*** Text passage Section Begins ***

In [7]:
from langchain_openai import OpenAIEmbeddings
from langchain_openai import ChatOpenAI
import PyPDF2
from langchain.document_loaders import PyPDFLoader, DirectoryLoader
from langchain_text_splitters import RecursiveCharacterTextSplitter
from langchain.chains import ConversationChain, LLMChain
from langchain.chains import RetrievalQA
from langchain_community.vectorstores import FAISS
from dotenv import load_dotenv 
from langchain_core.globals import set_llm_cache
from langchain_core.caches import InMemoryCache
import os

In [4]:
load_dotenv()

os.environ['OPENAI_API_KEY']= os.getenv("OPENAI_API_KEY")
os.environ['PINECONE_API_KEY'] =  os.getenv("PINECONE_API_KEY")

In [None]:
#load the pdf file and create text chunks
def load_pdf(data):
    loader = DirectoryLoader(data,
                             glob = "*.pdf",
                             loader_cls= PyPDFLoader)
    documents = loader.load()

    return documents

#Provide_your_PDF_File
extracted_pdf = load_pdf("/Documents/Conversational-Chatbot/Data/") 

#Text Chunks

def text_split(extracted_pdf):
    text_splitter = RecursiveCharacterTextSplitter(chunk_size = 1000, chunk_overlap = 50)
    text_chunks = text_splitter.split_documents(extracted_pdf)
    return text_chunks

text_chunks = text_split(extracted_pdf)

Ignoring wrong pointing object 6 0 (offset 0)
Ignoring wrong pointing object 8 0 (offset 0)
Ignoring wrong pointing object 10 0 (offset 0)
Ignoring wrong pointing object 12 0 (offset 0)
Ignoring wrong pointing object 14 0 (offset 0)
Ignoring wrong pointing object 16 0 (offset 0)
Ignoring wrong pointing object 18 0 (offset 0)
Ignoring wrong pointing object 20 0 (offset 0)
Ignoring wrong pointing object 32 0 (offset 0)

*** Text passage Section Ends ***

Prompt 1.
Please answer these questions about the notebook code above:
(a) What chunk size and chunk overlap does the text splitter use?
(b) Which loader class does the load_pdf function pass to DirectoryLoader?
(c) Which two API keys are set as environment variables?
Prompt 2.
Decide whether each statement agrees with the notebook code above.
(a) The text splitter uses a chunk overlap of 100.
(b) FAISS is imported from langchain_community.vectorstores.
(c) The load_pdf function matches files with a glob for text files.

*** Data extract Section Begins ***

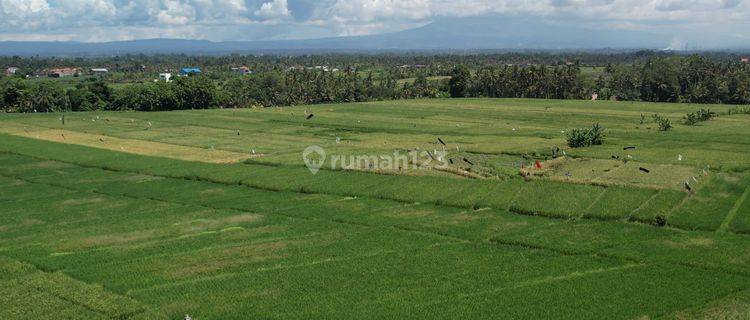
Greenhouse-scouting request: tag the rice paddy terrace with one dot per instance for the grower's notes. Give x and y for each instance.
(214, 213)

*** Data extract Section Ends ***

Written answer 1.
(a) A chunk size of 1000 and a chunk overlap of 50.
(b) PyPDFLoader.
(c) OPENAI_API_KEY and PINECONE_API_KEY.

Written answer 2.
(a) No: "chunk_overlap = 50"
(b) Yes: "from langchain_community.vectorstores import FAISS"
(c) No: "glob = "*.pdf""